◆ Task requirements
Can you quote the entries below word for word, from their first line through the line containing "[(947, 376), (406, 379), (98, 388)]", including that line?

◆ Excerpted data
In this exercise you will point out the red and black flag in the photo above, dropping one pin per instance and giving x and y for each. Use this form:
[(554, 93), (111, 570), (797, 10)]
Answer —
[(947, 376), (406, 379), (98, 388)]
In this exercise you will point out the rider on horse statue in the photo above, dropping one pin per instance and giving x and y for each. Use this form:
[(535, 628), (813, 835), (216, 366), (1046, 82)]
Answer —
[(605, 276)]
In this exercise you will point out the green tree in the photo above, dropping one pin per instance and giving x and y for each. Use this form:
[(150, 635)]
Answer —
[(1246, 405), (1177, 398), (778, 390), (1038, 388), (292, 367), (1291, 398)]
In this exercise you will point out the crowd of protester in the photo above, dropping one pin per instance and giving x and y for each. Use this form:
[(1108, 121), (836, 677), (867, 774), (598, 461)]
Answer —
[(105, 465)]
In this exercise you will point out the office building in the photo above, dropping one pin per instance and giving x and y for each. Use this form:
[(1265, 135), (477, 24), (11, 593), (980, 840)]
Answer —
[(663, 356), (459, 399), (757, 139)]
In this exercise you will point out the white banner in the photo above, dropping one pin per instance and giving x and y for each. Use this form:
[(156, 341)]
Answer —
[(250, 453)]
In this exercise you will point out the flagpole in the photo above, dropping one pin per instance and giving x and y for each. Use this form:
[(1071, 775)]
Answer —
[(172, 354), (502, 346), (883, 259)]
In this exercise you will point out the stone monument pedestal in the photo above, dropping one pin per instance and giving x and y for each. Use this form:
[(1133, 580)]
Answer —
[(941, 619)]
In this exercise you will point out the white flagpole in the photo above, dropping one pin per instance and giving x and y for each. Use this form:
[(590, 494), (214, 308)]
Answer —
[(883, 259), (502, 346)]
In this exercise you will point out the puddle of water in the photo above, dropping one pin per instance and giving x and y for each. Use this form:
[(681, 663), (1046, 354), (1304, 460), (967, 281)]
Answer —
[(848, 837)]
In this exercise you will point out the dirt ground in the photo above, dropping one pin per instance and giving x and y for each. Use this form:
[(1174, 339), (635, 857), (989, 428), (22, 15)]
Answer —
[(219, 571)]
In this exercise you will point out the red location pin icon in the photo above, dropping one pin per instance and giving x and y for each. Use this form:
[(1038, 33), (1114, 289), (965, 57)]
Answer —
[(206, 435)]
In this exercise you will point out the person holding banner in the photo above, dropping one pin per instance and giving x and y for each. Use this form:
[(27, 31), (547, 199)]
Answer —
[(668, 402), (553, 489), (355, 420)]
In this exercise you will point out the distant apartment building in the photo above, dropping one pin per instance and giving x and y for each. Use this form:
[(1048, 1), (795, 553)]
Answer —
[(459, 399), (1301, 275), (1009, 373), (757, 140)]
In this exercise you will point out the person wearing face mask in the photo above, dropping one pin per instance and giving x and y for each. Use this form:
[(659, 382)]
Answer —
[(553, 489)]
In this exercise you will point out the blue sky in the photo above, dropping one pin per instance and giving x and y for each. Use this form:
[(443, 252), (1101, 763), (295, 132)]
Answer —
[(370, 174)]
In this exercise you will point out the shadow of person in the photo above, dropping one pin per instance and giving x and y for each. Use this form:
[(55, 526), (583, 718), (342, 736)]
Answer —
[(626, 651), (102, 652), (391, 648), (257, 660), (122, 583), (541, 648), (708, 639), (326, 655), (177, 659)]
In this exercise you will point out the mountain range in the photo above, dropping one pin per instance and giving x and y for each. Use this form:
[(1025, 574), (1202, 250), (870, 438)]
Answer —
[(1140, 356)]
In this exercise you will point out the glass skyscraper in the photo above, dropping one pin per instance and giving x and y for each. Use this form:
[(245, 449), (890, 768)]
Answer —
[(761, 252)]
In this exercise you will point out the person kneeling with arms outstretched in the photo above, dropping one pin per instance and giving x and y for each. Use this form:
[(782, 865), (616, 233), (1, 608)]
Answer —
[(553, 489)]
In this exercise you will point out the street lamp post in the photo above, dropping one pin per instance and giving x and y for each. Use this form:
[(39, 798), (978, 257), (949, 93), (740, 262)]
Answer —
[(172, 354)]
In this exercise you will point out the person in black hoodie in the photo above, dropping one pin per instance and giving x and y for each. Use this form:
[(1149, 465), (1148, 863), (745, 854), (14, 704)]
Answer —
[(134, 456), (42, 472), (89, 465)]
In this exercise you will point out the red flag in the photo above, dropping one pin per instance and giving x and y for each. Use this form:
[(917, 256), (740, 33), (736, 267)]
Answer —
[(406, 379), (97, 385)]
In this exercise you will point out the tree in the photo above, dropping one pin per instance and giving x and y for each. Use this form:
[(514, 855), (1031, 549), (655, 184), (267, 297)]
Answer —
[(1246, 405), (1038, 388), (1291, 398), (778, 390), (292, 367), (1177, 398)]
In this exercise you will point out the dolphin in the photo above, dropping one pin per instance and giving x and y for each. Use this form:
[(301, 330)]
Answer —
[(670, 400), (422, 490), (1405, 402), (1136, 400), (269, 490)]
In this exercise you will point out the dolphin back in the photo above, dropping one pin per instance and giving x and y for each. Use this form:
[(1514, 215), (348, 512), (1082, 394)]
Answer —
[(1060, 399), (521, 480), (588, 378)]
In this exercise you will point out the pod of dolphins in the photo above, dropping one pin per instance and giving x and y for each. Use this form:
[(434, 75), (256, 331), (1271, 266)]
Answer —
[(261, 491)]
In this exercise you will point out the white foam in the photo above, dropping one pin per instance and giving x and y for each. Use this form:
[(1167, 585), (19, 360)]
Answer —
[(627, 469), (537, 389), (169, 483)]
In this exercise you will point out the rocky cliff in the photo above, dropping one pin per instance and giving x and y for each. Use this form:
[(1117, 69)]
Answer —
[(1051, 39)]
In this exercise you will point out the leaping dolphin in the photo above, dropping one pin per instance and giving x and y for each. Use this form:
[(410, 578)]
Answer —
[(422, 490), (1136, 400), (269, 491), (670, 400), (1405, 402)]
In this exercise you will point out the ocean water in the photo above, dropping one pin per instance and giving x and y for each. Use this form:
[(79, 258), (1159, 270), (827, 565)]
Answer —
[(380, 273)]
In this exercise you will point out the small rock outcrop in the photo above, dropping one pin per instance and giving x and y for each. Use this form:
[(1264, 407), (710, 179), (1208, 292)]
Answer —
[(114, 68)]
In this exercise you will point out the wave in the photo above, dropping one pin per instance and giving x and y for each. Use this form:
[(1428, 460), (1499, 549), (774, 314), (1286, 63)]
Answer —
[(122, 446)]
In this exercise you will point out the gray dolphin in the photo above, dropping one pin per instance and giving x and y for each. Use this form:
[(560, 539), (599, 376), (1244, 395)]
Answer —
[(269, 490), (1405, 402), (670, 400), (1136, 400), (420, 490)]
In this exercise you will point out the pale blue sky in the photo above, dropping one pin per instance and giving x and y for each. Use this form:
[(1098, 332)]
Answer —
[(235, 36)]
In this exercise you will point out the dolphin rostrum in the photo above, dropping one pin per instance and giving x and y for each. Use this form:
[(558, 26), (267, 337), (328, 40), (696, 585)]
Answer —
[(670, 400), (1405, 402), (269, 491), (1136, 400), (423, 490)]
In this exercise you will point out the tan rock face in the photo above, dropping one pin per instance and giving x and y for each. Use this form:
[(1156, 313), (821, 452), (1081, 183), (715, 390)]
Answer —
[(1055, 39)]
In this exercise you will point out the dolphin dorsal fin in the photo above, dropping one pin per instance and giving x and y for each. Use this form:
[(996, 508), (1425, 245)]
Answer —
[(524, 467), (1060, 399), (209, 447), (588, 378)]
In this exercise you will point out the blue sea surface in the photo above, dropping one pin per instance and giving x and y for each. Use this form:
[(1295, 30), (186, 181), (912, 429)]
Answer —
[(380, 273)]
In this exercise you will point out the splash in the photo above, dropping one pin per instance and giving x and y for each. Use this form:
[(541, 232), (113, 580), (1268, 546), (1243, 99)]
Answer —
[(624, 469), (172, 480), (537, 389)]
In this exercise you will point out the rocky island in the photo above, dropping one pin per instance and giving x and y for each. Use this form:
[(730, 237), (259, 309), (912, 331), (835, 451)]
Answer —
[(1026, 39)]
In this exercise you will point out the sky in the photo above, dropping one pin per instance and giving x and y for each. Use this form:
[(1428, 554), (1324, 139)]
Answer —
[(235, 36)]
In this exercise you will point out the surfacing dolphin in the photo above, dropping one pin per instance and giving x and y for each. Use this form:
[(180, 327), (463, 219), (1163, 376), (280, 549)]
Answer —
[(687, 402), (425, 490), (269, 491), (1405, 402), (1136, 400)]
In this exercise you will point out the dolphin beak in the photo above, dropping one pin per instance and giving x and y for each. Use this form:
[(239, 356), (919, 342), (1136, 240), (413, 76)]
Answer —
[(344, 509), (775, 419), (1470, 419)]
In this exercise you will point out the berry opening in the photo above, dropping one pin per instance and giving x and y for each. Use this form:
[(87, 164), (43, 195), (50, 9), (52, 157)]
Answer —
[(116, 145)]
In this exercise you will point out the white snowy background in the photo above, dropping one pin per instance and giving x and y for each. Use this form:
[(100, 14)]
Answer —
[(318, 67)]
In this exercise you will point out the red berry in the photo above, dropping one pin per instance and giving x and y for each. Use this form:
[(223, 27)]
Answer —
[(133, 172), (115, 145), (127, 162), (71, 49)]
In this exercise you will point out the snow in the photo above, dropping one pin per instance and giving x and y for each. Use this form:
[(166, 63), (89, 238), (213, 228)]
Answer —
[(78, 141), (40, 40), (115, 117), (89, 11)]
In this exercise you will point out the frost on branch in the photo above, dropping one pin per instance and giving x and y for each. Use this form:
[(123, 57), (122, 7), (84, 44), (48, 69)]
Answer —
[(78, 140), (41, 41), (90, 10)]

◆ The output
In this exercise you will point out the red and black flag in the photo above, dropping one pin per instance and giving x and y for each. Use this form:
[(554, 93), (111, 570), (797, 10)]
Answer —
[(947, 376), (406, 379), (98, 388)]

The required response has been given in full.